Nothing beyond the line containing "For the mapping pass, tag each instance of the high-rise" is to be printed; print exactly each line from the start of the records below through that line, leaving out pictures.

::: Given records :::

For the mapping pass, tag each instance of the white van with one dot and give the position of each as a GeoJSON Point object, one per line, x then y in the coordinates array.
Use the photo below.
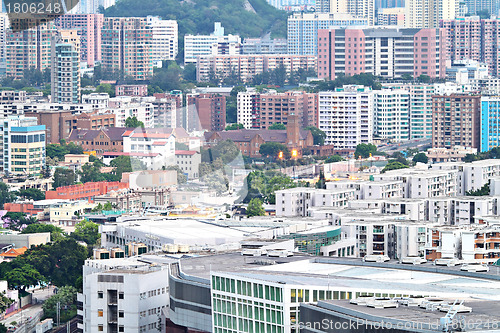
{"type": "Point", "coordinates": [414, 260]}
{"type": "Point", "coordinates": [376, 258]}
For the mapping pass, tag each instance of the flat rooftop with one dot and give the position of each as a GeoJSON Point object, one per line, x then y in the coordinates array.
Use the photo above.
{"type": "Point", "coordinates": [351, 274]}
{"type": "Point", "coordinates": [483, 312]}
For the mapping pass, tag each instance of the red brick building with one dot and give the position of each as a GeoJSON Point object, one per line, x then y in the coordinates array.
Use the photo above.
{"type": "Point", "coordinates": [102, 140]}
{"type": "Point", "coordinates": [87, 191]}
{"type": "Point", "coordinates": [59, 124]}
{"type": "Point", "coordinates": [250, 140]}
{"type": "Point", "coordinates": [206, 111]}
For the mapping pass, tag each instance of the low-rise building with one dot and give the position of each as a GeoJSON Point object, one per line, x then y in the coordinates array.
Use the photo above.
{"type": "Point", "coordinates": [87, 191]}
{"type": "Point", "coordinates": [189, 162]}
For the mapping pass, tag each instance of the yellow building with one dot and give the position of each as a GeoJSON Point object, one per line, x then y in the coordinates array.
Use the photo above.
{"type": "Point", "coordinates": [23, 142]}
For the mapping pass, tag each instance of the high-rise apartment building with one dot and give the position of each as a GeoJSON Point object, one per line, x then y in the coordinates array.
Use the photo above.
{"type": "Point", "coordinates": [65, 67]}
{"type": "Point", "coordinates": [261, 110]}
{"type": "Point", "coordinates": [214, 44]}
{"type": "Point", "coordinates": [303, 29]}
{"type": "Point", "coordinates": [358, 8]}
{"type": "Point", "coordinates": [381, 51]}
{"type": "Point", "coordinates": [475, 6]}
{"type": "Point", "coordinates": [89, 28]}
{"type": "Point", "coordinates": [346, 116]}
{"type": "Point", "coordinates": [391, 110]}
{"type": "Point", "coordinates": [490, 122]}
{"type": "Point", "coordinates": [164, 40]}
{"type": "Point", "coordinates": [391, 16]}
{"type": "Point", "coordinates": [264, 46]}
{"type": "Point", "coordinates": [428, 13]}
{"type": "Point", "coordinates": [126, 46]}
{"type": "Point", "coordinates": [421, 111]}
{"type": "Point", "coordinates": [206, 112]}
{"type": "Point", "coordinates": [4, 24]}
{"type": "Point", "coordinates": [28, 49]}
{"type": "Point", "coordinates": [456, 121]}
{"type": "Point", "coordinates": [245, 66]}
{"type": "Point", "coordinates": [22, 146]}
{"type": "Point", "coordinates": [474, 39]}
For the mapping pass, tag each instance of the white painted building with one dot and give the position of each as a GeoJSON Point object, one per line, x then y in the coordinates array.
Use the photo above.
{"type": "Point", "coordinates": [189, 162]}
{"type": "Point", "coordinates": [245, 107]}
{"type": "Point", "coordinates": [124, 107]}
{"type": "Point", "coordinates": [164, 39]}
{"type": "Point", "coordinates": [214, 44]}
{"type": "Point", "coordinates": [423, 183]}
{"type": "Point", "coordinates": [123, 295]}
{"type": "Point", "coordinates": [382, 189]}
{"type": "Point", "coordinates": [297, 201]}
{"type": "Point", "coordinates": [391, 114]}
{"type": "Point", "coordinates": [346, 116]}
{"type": "Point", "coordinates": [98, 101]}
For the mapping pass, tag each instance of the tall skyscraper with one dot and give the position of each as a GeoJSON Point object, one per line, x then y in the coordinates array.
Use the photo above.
{"type": "Point", "coordinates": [214, 44]}
{"type": "Point", "coordinates": [391, 114]}
{"type": "Point", "coordinates": [381, 51]}
{"type": "Point", "coordinates": [428, 13]}
{"type": "Point", "coordinates": [475, 6]}
{"type": "Point", "coordinates": [474, 39]}
{"type": "Point", "coordinates": [490, 122]}
{"type": "Point", "coordinates": [303, 29]}
{"type": "Point", "coordinates": [28, 49]}
{"type": "Point", "coordinates": [89, 28]}
{"type": "Point", "coordinates": [358, 8]}
{"type": "Point", "coordinates": [346, 116]}
{"type": "Point", "coordinates": [126, 46]}
{"type": "Point", "coordinates": [456, 121]}
{"type": "Point", "coordinates": [165, 38]}
{"type": "Point", "coordinates": [65, 67]}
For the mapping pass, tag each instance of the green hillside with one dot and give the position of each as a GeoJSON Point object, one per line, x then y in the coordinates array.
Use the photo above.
{"type": "Point", "coordinates": [198, 16]}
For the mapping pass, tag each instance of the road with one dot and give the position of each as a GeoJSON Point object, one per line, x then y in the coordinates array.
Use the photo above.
{"type": "Point", "coordinates": [40, 295]}
{"type": "Point", "coordinates": [72, 328]}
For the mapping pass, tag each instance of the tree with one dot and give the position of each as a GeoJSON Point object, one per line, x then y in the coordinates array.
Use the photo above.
{"type": "Point", "coordinates": [18, 221]}
{"type": "Point", "coordinates": [483, 191]}
{"type": "Point", "coordinates": [234, 127]}
{"type": "Point", "coordinates": [124, 163]}
{"type": "Point", "coordinates": [420, 158]}
{"type": "Point", "coordinates": [364, 150]}
{"type": "Point", "coordinates": [133, 122]}
{"type": "Point", "coordinates": [60, 262]}
{"type": "Point", "coordinates": [55, 232]}
{"type": "Point", "coordinates": [334, 158]}
{"type": "Point", "coordinates": [393, 165]}
{"type": "Point", "coordinates": [277, 126]}
{"type": "Point", "coordinates": [23, 277]}
{"type": "Point", "coordinates": [31, 193]}
{"type": "Point", "coordinates": [87, 231]}
{"type": "Point", "coordinates": [106, 88]}
{"type": "Point", "coordinates": [181, 177]}
{"type": "Point", "coordinates": [273, 149]}
{"type": "Point", "coordinates": [424, 78]}
{"type": "Point", "coordinates": [399, 157]}
{"type": "Point", "coordinates": [255, 208]}
{"type": "Point", "coordinates": [66, 297]}
{"type": "Point", "coordinates": [5, 195]}
{"type": "Point", "coordinates": [63, 177]}
{"type": "Point", "coordinates": [318, 135]}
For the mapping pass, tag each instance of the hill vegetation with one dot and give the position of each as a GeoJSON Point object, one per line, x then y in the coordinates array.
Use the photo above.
{"type": "Point", "coordinates": [247, 18]}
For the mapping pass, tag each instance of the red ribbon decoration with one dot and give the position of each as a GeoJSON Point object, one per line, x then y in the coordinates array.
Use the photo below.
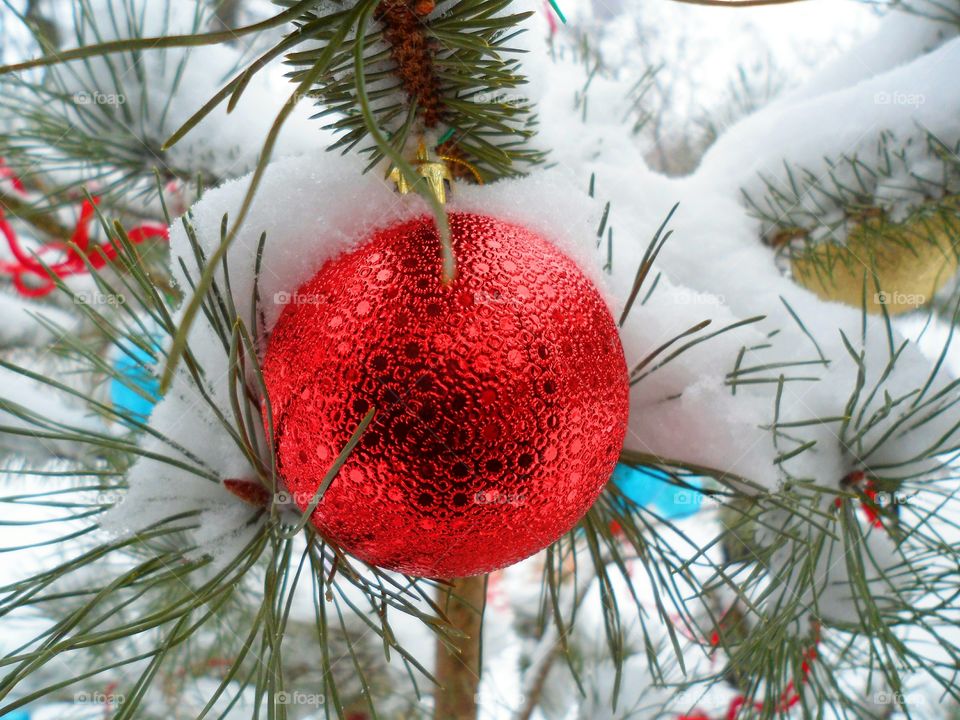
{"type": "Point", "coordinates": [76, 255]}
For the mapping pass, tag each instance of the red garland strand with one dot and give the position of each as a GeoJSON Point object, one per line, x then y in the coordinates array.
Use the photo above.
{"type": "Point", "coordinates": [77, 253]}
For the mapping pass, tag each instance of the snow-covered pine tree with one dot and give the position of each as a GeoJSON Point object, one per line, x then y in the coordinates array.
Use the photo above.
{"type": "Point", "coordinates": [267, 447]}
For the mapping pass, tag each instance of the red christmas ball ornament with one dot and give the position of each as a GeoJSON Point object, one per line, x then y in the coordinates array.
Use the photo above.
{"type": "Point", "coordinates": [501, 398]}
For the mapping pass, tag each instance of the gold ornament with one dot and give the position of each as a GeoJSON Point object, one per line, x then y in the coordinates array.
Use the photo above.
{"type": "Point", "coordinates": [899, 266]}
{"type": "Point", "coordinates": [435, 172]}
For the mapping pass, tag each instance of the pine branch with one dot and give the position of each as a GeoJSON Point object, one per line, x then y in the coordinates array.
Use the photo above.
{"type": "Point", "coordinates": [458, 659]}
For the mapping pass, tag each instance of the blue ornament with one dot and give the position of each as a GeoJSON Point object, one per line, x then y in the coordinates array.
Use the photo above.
{"type": "Point", "coordinates": [133, 367]}
{"type": "Point", "coordinates": [654, 489]}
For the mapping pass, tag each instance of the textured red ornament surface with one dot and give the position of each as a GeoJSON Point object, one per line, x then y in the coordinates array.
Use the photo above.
{"type": "Point", "coordinates": [501, 399]}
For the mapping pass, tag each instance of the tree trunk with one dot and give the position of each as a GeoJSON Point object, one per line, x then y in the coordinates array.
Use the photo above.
{"type": "Point", "coordinates": [458, 667]}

:::

__Answer to the problem__.
For the mapping pass, tag each instance of the white van with one dot and give the position of each as a GeoJSON Point object, one per line, x then y in the coordinates array.
Use the photo below.
{"type": "Point", "coordinates": [414, 260]}
{"type": "Point", "coordinates": [376, 258]}
For the mapping pass, tag each instance of the flat rooftop with one dot and give the position of each as a GeoJSON Point object, one per line, x then y in the coordinates array.
Use the photo above.
{"type": "Point", "coordinates": [351, 274]}
{"type": "Point", "coordinates": [483, 312]}
For the mapping pass, tag each instance of the red brick building with one dot and give the position of each as a GeoJSON Point object, one per line, x then y in the coordinates array.
Use the photo above.
{"type": "Point", "coordinates": [102, 140]}
{"type": "Point", "coordinates": [87, 191]}
{"type": "Point", "coordinates": [59, 124]}
{"type": "Point", "coordinates": [250, 140]}
{"type": "Point", "coordinates": [206, 111]}
For the mapping pass, tag each instance of the low-rise building with one dot and give the position of each as a GeoJSON Point object, one per line, x then y in the coordinates array.
Use the photo above.
{"type": "Point", "coordinates": [87, 191]}
{"type": "Point", "coordinates": [189, 162]}
For the mapping pass, tag each instance of the yellow building with one dot and give the position of each as a GeoJSON Point object, one per line, x then y in the coordinates array.
Use the photo above.
{"type": "Point", "coordinates": [23, 142]}
For the mapping pass, tag each instance of the high-rise apartment building with one dot and give the position of each as a GeoJSON Point object, one per line, x then y in the coordinates array.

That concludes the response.